# Task to complete
Write the entries below out again exactly; any picture in them stays out.

Start of Material for the task

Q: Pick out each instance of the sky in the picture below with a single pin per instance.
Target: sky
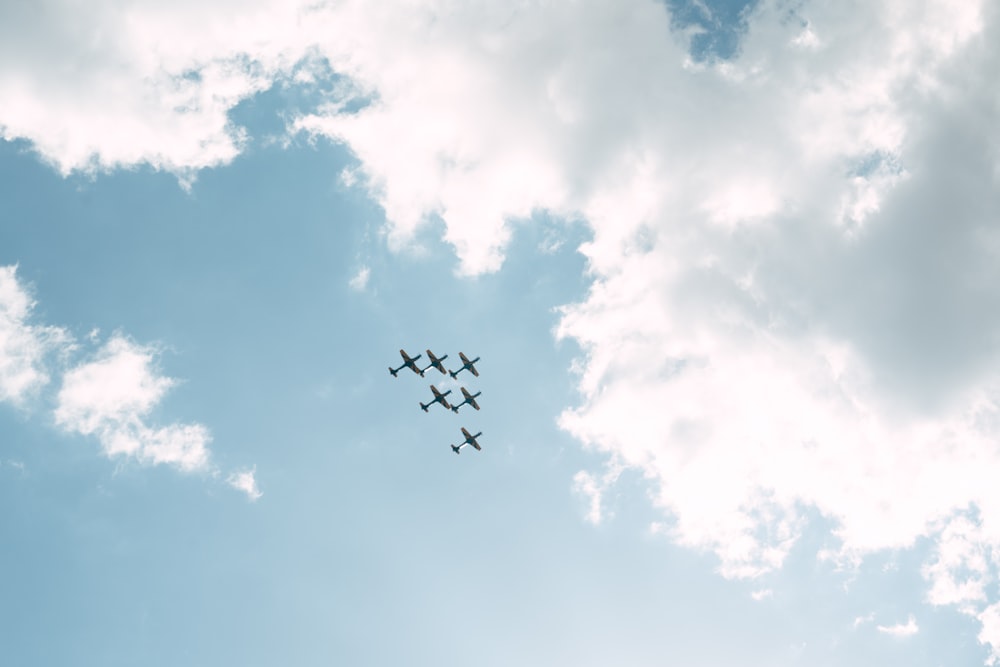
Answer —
(731, 270)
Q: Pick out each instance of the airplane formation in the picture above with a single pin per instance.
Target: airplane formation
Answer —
(437, 363)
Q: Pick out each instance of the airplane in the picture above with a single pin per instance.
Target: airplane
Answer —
(467, 364)
(469, 398)
(469, 440)
(438, 398)
(435, 363)
(408, 362)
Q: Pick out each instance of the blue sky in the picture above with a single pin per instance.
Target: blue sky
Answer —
(730, 269)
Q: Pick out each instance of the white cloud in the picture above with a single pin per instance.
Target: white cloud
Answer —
(360, 280)
(862, 620)
(793, 253)
(990, 632)
(246, 482)
(112, 396)
(900, 630)
(23, 345)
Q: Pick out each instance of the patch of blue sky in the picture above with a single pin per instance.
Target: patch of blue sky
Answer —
(373, 544)
(716, 26)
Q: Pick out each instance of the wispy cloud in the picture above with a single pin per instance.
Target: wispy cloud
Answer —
(23, 344)
(360, 280)
(792, 272)
(245, 481)
(111, 397)
(901, 630)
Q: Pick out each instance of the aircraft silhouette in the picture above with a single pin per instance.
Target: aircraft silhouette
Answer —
(469, 398)
(466, 364)
(408, 362)
(438, 398)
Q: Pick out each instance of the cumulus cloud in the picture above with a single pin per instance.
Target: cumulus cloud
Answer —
(119, 84)
(111, 397)
(794, 250)
(23, 344)
(245, 481)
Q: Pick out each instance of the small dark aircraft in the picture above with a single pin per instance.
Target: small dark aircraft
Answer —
(469, 440)
(438, 398)
(466, 365)
(408, 362)
(469, 398)
(435, 363)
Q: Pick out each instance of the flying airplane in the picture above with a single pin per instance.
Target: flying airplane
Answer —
(408, 362)
(435, 363)
(438, 398)
(469, 440)
(469, 398)
(466, 364)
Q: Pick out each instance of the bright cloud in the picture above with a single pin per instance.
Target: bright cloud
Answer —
(111, 397)
(246, 482)
(794, 252)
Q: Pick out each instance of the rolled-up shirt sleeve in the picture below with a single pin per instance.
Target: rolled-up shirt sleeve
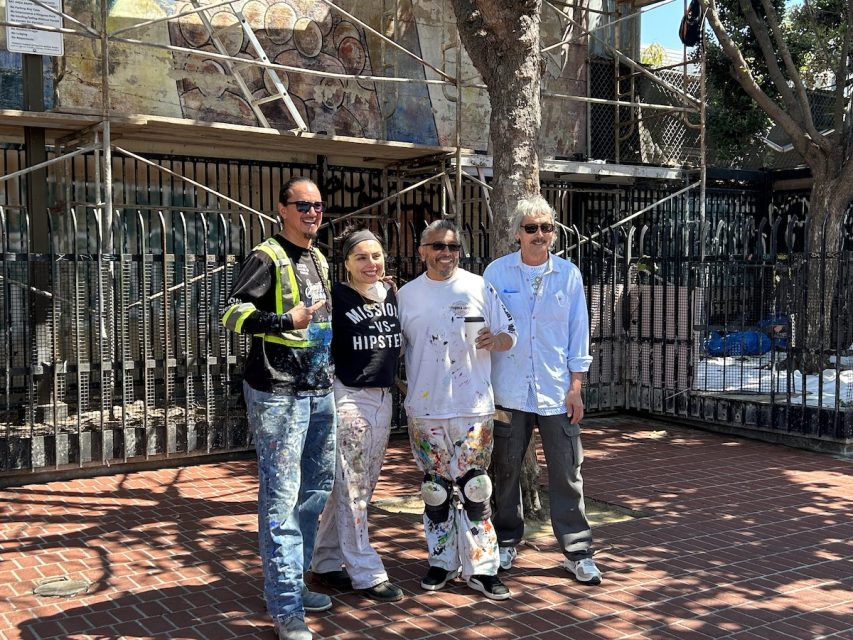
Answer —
(500, 319)
(578, 358)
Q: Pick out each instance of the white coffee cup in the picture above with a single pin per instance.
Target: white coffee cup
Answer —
(473, 324)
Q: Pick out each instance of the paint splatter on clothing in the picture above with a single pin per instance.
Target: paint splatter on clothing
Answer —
(364, 422)
(450, 448)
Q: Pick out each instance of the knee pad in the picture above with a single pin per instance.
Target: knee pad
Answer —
(476, 490)
(437, 493)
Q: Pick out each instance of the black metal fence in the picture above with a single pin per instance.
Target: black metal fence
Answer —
(112, 350)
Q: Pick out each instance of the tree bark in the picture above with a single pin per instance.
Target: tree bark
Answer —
(502, 40)
(827, 205)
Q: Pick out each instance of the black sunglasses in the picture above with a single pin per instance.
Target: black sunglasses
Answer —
(303, 206)
(544, 227)
(441, 246)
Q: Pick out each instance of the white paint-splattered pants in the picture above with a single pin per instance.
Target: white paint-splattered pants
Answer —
(450, 448)
(364, 421)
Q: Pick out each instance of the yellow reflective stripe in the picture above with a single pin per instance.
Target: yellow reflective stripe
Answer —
(279, 260)
(236, 314)
(288, 343)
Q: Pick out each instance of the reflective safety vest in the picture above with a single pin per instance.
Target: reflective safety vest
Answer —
(285, 287)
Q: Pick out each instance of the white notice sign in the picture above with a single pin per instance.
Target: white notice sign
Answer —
(20, 40)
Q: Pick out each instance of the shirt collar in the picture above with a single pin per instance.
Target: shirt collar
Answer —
(553, 265)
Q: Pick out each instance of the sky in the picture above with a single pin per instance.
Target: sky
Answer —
(660, 25)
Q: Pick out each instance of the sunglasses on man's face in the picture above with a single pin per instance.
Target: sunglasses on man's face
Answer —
(441, 246)
(544, 227)
(303, 206)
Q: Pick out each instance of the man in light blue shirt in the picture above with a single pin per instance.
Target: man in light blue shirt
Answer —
(539, 384)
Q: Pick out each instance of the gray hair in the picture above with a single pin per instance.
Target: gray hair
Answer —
(442, 224)
(531, 206)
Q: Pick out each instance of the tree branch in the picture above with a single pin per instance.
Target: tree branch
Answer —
(743, 75)
(841, 73)
(762, 36)
(794, 76)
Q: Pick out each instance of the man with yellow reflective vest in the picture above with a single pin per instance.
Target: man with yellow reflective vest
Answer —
(281, 298)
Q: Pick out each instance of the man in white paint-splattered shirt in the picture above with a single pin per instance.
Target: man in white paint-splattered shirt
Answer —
(450, 408)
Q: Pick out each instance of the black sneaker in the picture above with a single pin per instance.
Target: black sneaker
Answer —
(383, 592)
(436, 578)
(489, 586)
(338, 580)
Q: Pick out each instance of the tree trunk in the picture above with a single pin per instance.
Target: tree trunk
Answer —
(502, 40)
(827, 206)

End of Material for the task

# Your response
Q: Pick out each instance of the sky in the picture below with a single pin per instance.
Target: sky
Answer —
(731, 270)
Q: Pick out each instance of the airplane formation in the picture above with a single pin per instance.
Target: airplane formation
Answer —
(437, 363)
Q: Pick out each instance of the airplane in the picture above with a single pin per instance.
Target: airplane
Answer —
(467, 364)
(469, 398)
(469, 440)
(438, 398)
(435, 363)
(408, 362)
Q: Pick out each instance of the blue sky in the picture above with a single pin per instance.
Target: blue sky
Answer —
(730, 269)
Q: Pick out each instance of the white cloud in the picture above with a single pin per instance.
Target: white cloud
Answer —
(360, 280)
(862, 620)
(793, 253)
(990, 632)
(246, 482)
(112, 396)
(900, 630)
(23, 345)
Q: Pick out each instance of the patch of blue sky in the picture above with a single pin per instance.
Target: patch of blue sky
Answer —
(373, 544)
(716, 26)
Q: Pick out each instance of the wispy cloud in the picture above with a single pin per instance.
Target: wispy cloud
Answer —
(23, 344)
(360, 280)
(792, 272)
(245, 481)
(111, 397)
(901, 630)
Q: Pick out each instance of the aircraft silhouette in the picture above with a single pin per instance.
Target: aircraft silhouette
Answer —
(469, 398)
(466, 364)
(408, 362)
(438, 398)
Q: Pick out each instance of the cumulus cloud in the picture above with a single pin per instance.
Target: cumulus cloud
Answer —
(119, 84)
(111, 397)
(794, 250)
(23, 344)
(245, 481)
Q: Pick out each instance of the small dark aircraft in the picture above with a single pin per instance.
Target: small dark aircraft
Answer —
(469, 440)
(438, 398)
(466, 365)
(408, 362)
(469, 398)
(435, 363)
Q: Pick out each instance of the flying airplane in the picture above with a single pin per instance.
Target: flying airplane
Answer —
(408, 362)
(435, 363)
(438, 398)
(469, 440)
(469, 398)
(466, 364)
Q: Pick out each instance of the bright cloud in the picture above with a single pin per instance.
Target: bright cloud
Answer —
(111, 397)
(246, 482)
(794, 252)
Q: Pick out each instance of the rolled-up shirt sleeve in the picture below with a single pin per instance.
Target: rolled-up shirt sleeve
Answer —
(500, 319)
(578, 358)
Q: Pick out each instance of the white coffee cup in the picture above with a single pin per instance.
Target: white coffee cup
Answer —
(473, 324)
Q: Pick out each instance of the paint splatter on clothing in the picture above with a single pin per instance.
Target: paint splatter on clothing
Answer —
(364, 422)
(450, 448)
Q: Pick out each instance of the knee pad in the picture above with a single pin per instance.
Target: knee pad
Answer —
(476, 490)
(437, 493)
Q: Pick out each instance of the black metal fence in the picture above with a single pin per instance.
Target: black metal fence
Answer —
(112, 350)
Q: Pick out each instance of the tree bark in the picture above with a single pin per instance.
Target: tree bark
Answer —
(502, 40)
(827, 205)
Q: Pick out each instance of the black sunglasses in the picture above with a single pin per instance.
Target: black sunglasses
Answer —
(303, 206)
(544, 227)
(441, 246)
Q: Pick out each instance of the white paint-splattered pants in the picture above with a single pin per instance.
Target: white paint-splattered pants
Answer —
(450, 448)
(364, 421)
Q: Pick out each instance of the yellow reflective stripe in the picture above with a single pin per instance.
Target: yellow reflective stripe
Answer —
(279, 260)
(236, 314)
(288, 343)
Q: Pick out each instance of the reflective safety vest in the picture above with a single pin per instance.
Target: reflective safety vest
Answer —
(285, 287)
Q: Pick out each instance of the white notice sign in the picture above with a single pin per instance.
Target: white notice sign
Answer —
(20, 40)
Q: Pick out each instance of the shirt collar in the picture above with a single pin per instance.
Target: shirt collar
Answer —
(553, 265)
Q: Pick out each instance of the sky in the picture above with a single pin per instance.
Target: sky
Answer —
(660, 25)
Q: Pick out each instance of the sunglasses on man's face in the picture above with a single pin per instance.
Target: sunglasses on man's face
Answer —
(441, 246)
(544, 227)
(303, 206)
Q: Pick out each instance of the man in light blue shirt in the picture above with a single pin per instance.
Target: man in light blue shirt
Answer —
(539, 384)
Q: Pick out each instance of the gray hair in the picture above with a single pin per instance.
Target: gray hair
Answer —
(442, 224)
(531, 206)
Q: Pick out each instance of the tree branch in the picture above with a single pin per instance.
Target: tree branch
Answer —
(743, 75)
(841, 73)
(762, 36)
(794, 76)
Q: Pick out each instance of the man with yellow reflective vest in the picture above with a single pin per instance.
Target: man with yellow reflective vest
Answer —
(281, 298)
Q: Pick out each instance of the man in white paint-splattered shirt in the picture above with a single pin per instance.
Target: man in white paint-splattered shirt
Answer —
(450, 408)
Q: Pick out each instance of the black sneaker in the picture above with a single pin per instance.
Target: black sneaker
Answer —
(383, 592)
(436, 578)
(489, 586)
(338, 580)
Q: Pick out each instance of the tree trunk in the picture above with a single pin per instance.
Target: tree trunk
Answer —
(502, 40)
(827, 206)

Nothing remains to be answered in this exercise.